Please count how many lines in the data below contain the word "wheel", and reply with that number alone.

— START EXERCISE INPUTS —

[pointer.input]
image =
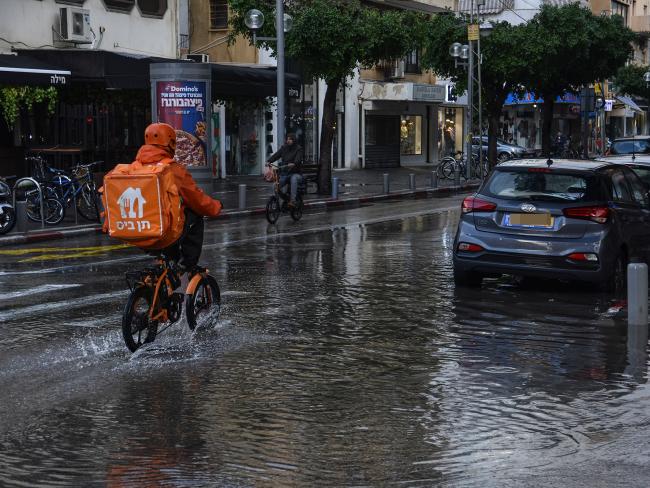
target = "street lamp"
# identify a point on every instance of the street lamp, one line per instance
(254, 20)
(462, 55)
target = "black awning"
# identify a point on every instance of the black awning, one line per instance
(249, 81)
(113, 70)
(25, 70)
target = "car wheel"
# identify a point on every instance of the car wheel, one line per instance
(467, 278)
(616, 282)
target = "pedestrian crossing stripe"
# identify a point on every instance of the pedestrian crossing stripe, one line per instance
(56, 253)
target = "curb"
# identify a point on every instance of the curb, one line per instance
(326, 204)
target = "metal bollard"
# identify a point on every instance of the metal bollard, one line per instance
(21, 216)
(457, 175)
(242, 196)
(637, 294)
(335, 187)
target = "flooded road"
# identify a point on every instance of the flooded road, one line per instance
(344, 356)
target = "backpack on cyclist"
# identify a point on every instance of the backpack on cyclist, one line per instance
(142, 205)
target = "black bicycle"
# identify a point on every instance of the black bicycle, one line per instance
(278, 203)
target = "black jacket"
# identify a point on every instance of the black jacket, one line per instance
(289, 154)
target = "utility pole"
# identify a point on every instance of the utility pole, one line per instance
(470, 95)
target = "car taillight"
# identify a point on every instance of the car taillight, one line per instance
(473, 204)
(583, 256)
(467, 247)
(595, 214)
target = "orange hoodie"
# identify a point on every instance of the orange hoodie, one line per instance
(192, 195)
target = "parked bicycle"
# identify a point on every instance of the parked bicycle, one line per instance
(76, 188)
(279, 202)
(154, 303)
(7, 211)
(448, 165)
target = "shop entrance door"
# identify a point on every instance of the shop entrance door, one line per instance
(382, 141)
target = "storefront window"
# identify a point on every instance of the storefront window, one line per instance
(446, 132)
(411, 135)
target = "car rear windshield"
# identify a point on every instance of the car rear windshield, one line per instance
(629, 147)
(643, 172)
(542, 184)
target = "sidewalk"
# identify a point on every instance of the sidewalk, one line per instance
(355, 187)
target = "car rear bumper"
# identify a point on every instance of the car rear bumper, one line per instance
(520, 264)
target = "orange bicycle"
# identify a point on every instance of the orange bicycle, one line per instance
(153, 301)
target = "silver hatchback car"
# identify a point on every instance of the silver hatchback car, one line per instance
(569, 220)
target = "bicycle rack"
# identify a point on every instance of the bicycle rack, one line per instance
(40, 193)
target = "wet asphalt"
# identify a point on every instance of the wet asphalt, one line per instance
(344, 356)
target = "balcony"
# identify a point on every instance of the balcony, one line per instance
(640, 24)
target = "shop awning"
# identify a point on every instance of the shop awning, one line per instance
(250, 81)
(112, 69)
(25, 70)
(629, 102)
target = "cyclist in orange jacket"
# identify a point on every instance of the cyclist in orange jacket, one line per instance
(160, 143)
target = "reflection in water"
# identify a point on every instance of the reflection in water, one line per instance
(343, 358)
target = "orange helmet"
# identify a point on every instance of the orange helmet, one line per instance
(161, 135)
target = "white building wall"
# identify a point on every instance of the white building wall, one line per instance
(35, 23)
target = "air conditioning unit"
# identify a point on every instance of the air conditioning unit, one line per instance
(198, 58)
(397, 70)
(75, 25)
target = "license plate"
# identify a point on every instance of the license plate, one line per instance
(528, 220)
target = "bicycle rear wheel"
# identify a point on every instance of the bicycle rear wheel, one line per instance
(137, 329)
(7, 219)
(273, 209)
(206, 299)
(87, 202)
(296, 211)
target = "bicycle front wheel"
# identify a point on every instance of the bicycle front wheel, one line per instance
(446, 168)
(137, 328)
(273, 209)
(204, 301)
(54, 210)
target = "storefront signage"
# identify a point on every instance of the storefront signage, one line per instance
(429, 93)
(472, 32)
(450, 96)
(182, 104)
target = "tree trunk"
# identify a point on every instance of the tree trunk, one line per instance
(327, 137)
(493, 132)
(547, 123)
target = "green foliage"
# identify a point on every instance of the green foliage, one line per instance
(629, 80)
(329, 37)
(574, 48)
(13, 98)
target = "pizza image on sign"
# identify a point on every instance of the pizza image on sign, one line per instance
(189, 149)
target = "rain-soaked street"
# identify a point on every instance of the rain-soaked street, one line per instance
(344, 356)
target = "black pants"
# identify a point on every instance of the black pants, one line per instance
(187, 249)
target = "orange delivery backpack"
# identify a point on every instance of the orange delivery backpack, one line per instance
(142, 205)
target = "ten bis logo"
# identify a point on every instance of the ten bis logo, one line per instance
(131, 204)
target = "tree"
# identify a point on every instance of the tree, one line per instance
(573, 48)
(629, 80)
(504, 64)
(331, 38)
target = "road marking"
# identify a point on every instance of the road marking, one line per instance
(326, 227)
(37, 290)
(66, 304)
(22, 252)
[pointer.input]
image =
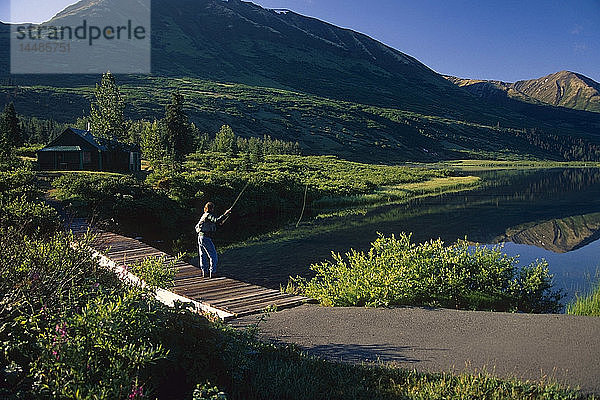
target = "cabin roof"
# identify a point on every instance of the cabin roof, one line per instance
(62, 148)
(101, 144)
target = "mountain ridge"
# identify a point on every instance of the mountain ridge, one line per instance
(563, 89)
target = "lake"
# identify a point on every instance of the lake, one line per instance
(552, 214)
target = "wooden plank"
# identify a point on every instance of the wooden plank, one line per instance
(282, 301)
(258, 299)
(226, 298)
(206, 287)
(235, 296)
(280, 306)
(233, 293)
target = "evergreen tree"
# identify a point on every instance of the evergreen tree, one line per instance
(5, 148)
(11, 126)
(107, 118)
(152, 145)
(225, 141)
(177, 135)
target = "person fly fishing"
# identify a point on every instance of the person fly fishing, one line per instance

— END EXERCISE INPUTS —

[WORKED ANSWER] 6